Copy out every row below, swapping "point at the" for "locate the" wherever it occurs and changing nothing else.

* _Object pointing dataset rows_:
━━━━━━━━

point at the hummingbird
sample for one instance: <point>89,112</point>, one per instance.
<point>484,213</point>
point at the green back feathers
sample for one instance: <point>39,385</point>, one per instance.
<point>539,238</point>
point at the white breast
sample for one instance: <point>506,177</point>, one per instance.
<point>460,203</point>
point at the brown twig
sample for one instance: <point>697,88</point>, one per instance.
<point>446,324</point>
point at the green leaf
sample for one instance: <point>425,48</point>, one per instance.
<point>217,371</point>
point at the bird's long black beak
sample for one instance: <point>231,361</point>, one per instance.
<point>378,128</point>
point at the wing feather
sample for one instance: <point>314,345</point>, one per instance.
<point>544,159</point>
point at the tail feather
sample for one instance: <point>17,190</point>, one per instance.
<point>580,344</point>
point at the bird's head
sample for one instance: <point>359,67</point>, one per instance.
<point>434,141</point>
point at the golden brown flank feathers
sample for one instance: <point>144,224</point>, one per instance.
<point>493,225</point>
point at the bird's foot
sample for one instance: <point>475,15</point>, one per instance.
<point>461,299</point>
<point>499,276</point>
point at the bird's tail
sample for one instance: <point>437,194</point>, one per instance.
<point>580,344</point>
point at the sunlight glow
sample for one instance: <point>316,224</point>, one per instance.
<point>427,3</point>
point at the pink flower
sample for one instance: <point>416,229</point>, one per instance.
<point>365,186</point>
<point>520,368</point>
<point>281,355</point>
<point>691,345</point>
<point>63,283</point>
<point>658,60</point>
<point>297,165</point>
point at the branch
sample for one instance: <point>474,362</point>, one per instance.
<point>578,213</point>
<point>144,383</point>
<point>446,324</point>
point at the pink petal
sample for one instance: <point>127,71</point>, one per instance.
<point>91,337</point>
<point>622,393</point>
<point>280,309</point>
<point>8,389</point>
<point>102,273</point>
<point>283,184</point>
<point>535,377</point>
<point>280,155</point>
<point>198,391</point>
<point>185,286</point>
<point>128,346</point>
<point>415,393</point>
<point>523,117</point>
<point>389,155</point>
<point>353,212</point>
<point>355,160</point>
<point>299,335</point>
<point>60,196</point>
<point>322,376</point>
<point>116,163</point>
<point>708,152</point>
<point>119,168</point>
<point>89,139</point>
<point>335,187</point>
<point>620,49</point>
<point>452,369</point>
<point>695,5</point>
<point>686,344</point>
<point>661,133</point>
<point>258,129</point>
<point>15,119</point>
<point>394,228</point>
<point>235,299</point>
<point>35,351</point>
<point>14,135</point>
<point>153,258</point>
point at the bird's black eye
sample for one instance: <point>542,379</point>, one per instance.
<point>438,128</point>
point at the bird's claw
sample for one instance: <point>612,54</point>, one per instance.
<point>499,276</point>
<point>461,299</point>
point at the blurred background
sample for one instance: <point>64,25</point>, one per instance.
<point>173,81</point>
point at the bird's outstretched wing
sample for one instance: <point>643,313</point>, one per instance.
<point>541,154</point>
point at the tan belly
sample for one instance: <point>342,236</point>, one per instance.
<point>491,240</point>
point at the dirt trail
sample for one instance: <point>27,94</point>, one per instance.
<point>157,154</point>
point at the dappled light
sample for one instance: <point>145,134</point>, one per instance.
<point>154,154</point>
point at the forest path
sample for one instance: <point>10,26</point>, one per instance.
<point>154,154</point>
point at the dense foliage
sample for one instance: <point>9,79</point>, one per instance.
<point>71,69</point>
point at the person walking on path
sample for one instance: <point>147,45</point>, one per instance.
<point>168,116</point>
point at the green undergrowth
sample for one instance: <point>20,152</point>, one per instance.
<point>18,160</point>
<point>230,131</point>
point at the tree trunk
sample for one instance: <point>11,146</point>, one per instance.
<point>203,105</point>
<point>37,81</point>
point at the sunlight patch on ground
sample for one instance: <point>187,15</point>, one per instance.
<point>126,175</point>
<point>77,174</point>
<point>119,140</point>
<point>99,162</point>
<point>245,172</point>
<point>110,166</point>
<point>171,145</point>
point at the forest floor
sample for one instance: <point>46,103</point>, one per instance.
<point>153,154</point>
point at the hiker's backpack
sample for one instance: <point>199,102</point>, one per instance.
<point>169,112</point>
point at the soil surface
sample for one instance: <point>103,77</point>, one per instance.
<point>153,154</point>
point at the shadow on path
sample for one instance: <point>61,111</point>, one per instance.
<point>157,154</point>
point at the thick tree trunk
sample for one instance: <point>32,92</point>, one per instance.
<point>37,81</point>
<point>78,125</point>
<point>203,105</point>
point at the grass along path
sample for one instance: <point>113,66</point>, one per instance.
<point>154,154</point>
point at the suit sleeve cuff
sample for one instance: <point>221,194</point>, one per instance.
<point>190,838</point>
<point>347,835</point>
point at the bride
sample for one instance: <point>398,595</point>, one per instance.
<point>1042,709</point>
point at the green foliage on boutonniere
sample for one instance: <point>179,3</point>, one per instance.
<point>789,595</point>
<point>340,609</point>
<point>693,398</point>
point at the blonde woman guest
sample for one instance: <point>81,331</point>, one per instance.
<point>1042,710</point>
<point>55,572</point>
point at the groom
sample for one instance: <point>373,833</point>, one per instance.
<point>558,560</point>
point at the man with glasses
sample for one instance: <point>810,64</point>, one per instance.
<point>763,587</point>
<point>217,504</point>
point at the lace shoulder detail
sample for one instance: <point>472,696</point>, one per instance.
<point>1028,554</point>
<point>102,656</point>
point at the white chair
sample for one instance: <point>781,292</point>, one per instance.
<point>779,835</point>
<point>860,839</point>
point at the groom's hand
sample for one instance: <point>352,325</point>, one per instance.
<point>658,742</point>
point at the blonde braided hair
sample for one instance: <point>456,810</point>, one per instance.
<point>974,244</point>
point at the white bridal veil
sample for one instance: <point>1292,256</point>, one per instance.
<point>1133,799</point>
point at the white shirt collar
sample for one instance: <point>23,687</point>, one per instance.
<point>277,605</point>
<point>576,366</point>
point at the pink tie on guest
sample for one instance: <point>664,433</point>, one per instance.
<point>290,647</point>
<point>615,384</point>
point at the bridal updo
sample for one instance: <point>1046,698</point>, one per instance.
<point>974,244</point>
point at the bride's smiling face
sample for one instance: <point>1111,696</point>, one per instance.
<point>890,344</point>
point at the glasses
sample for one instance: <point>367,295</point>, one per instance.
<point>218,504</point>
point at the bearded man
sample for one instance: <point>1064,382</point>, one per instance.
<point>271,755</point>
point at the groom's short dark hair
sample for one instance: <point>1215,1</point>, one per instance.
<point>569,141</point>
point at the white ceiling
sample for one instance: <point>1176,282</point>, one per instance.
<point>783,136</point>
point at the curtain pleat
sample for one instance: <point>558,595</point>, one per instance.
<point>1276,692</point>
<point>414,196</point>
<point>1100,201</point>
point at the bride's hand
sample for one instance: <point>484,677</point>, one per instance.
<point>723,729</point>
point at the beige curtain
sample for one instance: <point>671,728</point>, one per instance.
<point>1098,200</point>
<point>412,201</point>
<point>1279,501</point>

━━━━━━━━

* _Result for this task_:
locate the hummingbird
sample for one instance: <point>89,112</point>, one per instance.
<point>484,213</point>
locate the green back feathers
sample for one instance: <point>39,385</point>, one per instance.
<point>539,238</point>
locate the white breast
sample for one instance: <point>506,177</point>, one per instance.
<point>460,203</point>
locate the brown twig
sample for one instance: <point>697,88</point>, one per instance.
<point>446,324</point>
locate the green leaf
sample for one instance: <point>425,48</point>, one per instance.
<point>217,371</point>
locate the bird's long black beak
sample for one instance: <point>231,361</point>, one per instance.
<point>378,128</point>
locate the wing feather
sample for one instance: <point>314,345</point>, one per instance.
<point>544,159</point>
locate the tail feather
sample for one instance: <point>17,190</point>, one per instance.
<point>580,344</point>
locate the bird's head
sample for one instance: <point>359,67</point>, one per instance.
<point>434,141</point>
locate the golden brown flank feathers
sample for one instance: <point>144,224</point>, one per instance.
<point>493,225</point>
locate the bird's foot
sample for one instance: <point>475,15</point>, one per instance.
<point>461,299</point>
<point>499,276</point>
locate the bird's tail
sample for one instance: <point>437,194</point>, one per instance.
<point>580,344</point>
locate the sunlight glow
sample for one instance: <point>316,224</point>, one per instance.
<point>427,3</point>
locate the pink flower
sample for one instance: <point>416,229</point>, one per instance.
<point>365,186</point>
<point>520,368</point>
<point>281,355</point>
<point>691,345</point>
<point>63,283</point>
<point>658,60</point>
<point>297,165</point>
locate the branch
sample for one instance: <point>474,362</point>, one per instance.
<point>578,213</point>
<point>144,383</point>
<point>446,324</point>
locate the pink petal
sample for one instance: <point>127,71</point>, one per instance.
<point>91,337</point>
<point>622,393</point>
<point>280,309</point>
<point>8,389</point>
<point>102,273</point>
<point>283,184</point>
<point>535,377</point>
<point>280,155</point>
<point>198,391</point>
<point>185,286</point>
<point>128,346</point>
<point>415,393</point>
<point>523,117</point>
<point>389,155</point>
<point>353,212</point>
<point>355,160</point>
<point>299,335</point>
<point>60,196</point>
<point>322,376</point>
<point>116,163</point>
<point>708,152</point>
<point>119,168</point>
<point>89,139</point>
<point>335,187</point>
<point>620,49</point>
<point>452,369</point>
<point>695,5</point>
<point>686,344</point>
<point>661,133</point>
<point>258,129</point>
<point>15,119</point>
<point>394,228</point>
<point>235,299</point>
<point>35,351</point>
<point>14,135</point>
<point>153,258</point>
locate the bird's black eye
sample for one instance: <point>542,379</point>, one per instance.
<point>438,128</point>
locate the bird's claw
sample for one instance: <point>612,54</point>, one per instance.
<point>499,276</point>
<point>461,299</point>
locate the blurred background
sample for one instance: <point>64,25</point>, one per instance.
<point>173,81</point>
locate the bird's outstretched wing
sample for one instance: <point>643,313</point>, one per instance.
<point>541,154</point>
locate the tan belly
sample for one instance: <point>342,236</point>, one per instance.
<point>491,240</point>
locate the dirt trail
sample for one instance: <point>27,94</point>, one per instance.
<point>157,154</point>
locate the dappled light
sample for one instance: <point>145,134</point>, one per instance.
<point>154,154</point>
locate the forest path
sample for one instance: <point>10,26</point>, one per instance.
<point>154,154</point>
locate the dense foliage
sample for one instance: <point>9,79</point>, one per instance.
<point>71,69</point>
locate the person walking on path
sample for one instance: <point>147,45</point>, one per instance.
<point>168,116</point>
locate the green undergrowth
sample for one instance: <point>20,152</point>, one per instance.
<point>18,160</point>
<point>230,131</point>
locate the tree trunk
sample for one instance: <point>11,146</point>, one per instance.
<point>203,105</point>
<point>37,81</point>
locate the sunlight patch on ground
sample for one instance: <point>187,15</point>, one per instance.
<point>126,175</point>
<point>77,174</point>
<point>119,140</point>
<point>99,162</point>
<point>245,172</point>
<point>110,166</point>
<point>171,145</point>
locate the forest floor
sample for one instance: <point>46,103</point>, one per instance.
<point>153,154</point>
locate the hiker's backpack
sample for one instance: <point>199,102</point>, one per instance.
<point>169,112</point>
locate the soil surface
sample for one instance: <point>103,77</point>, one per instance.
<point>153,154</point>
locate the shadow on path
sample for one instance: <point>61,111</point>, one per instance.
<point>157,154</point>
locate the thick tree trunk
sample for one instance: <point>32,92</point>, one per instance.
<point>37,81</point>
<point>78,125</point>
<point>203,105</point>
locate the grass along path
sample for one instance: <point>113,66</point>, one per instance.
<point>154,154</point>
locate the suit sleeve cuff
sample for one instance: <point>221,194</point>, one per instance.
<point>190,838</point>
<point>347,835</point>
locate the bride
sample for one instance: <point>398,595</point>, one per instance.
<point>1042,709</point>
locate the green foliage on boutonniere
sample for one instance: <point>179,3</point>, one per instance.
<point>789,595</point>
<point>340,609</point>
<point>693,398</point>
locate the blonde woman guest
sample for one instance: <point>81,331</point>, one per instance.
<point>1042,710</point>
<point>55,572</point>
locate the groom
sample for one instance: <point>373,833</point>, one per instance.
<point>558,560</point>
locate the man with glasses
sample for one instance: <point>810,64</point>, one per instance.
<point>763,587</point>
<point>217,504</point>
locate the lace shoulder detail
sample for one instance: <point>472,696</point>, one per instance.
<point>1028,554</point>
<point>102,656</point>
locate the white chair
sample for one instance: <point>781,292</point>, one per instance.
<point>779,835</point>
<point>860,839</point>
locate the groom's hand
sample for one instance: <point>352,325</point>, one per instance.
<point>658,742</point>
locate the blonde braided hair
sample for one instance: <point>456,810</point>, one per instance.
<point>974,244</point>
locate the white bridal veil
sample for one instance: <point>1292,256</point>, one per instance.
<point>1133,799</point>
locate the white shirt collar
sample for one instance: <point>23,687</point>, one per instance.
<point>277,605</point>
<point>576,366</point>
locate the pink tie on guest
sample for one instance: <point>664,433</point>, one per instance.
<point>290,647</point>
<point>615,384</point>
locate the bridal updo
sample for one instance: <point>1046,698</point>, one per instance.
<point>974,244</point>
locate the bride's smiling face
sample for one instance: <point>1111,696</point>, one per instance.
<point>890,344</point>
locate the glasses
sample for one instance: <point>367,295</point>, one per instance.
<point>218,504</point>
locate the bearded man
sample for one instance: <point>1064,382</point>, one per instance.
<point>271,755</point>
locate the groom's short dark hair
sample for one instance: <point>1215,1</point>, one per instance.
<point>569,141</point>
locate the white ceiling
sample for one instance: <point>1176,282</point>, one per instance.
<point>783,136</point>
locate the curtain pleat
sample for one instance: <point>558,595</point>, one per instance.
<point>1276,692</point>
<point>414,196</point>
<point>1100,201</point>
locate the bride's hand
sample for one instance: <point>484,677</point>, one per instance.
<point>723,729</point>
locate the beige curtain
sample for one instance: <point>671,728</point>, one per instance.
<point>1098,200</point>
<point>412,201</point>
<point>1279,501</point>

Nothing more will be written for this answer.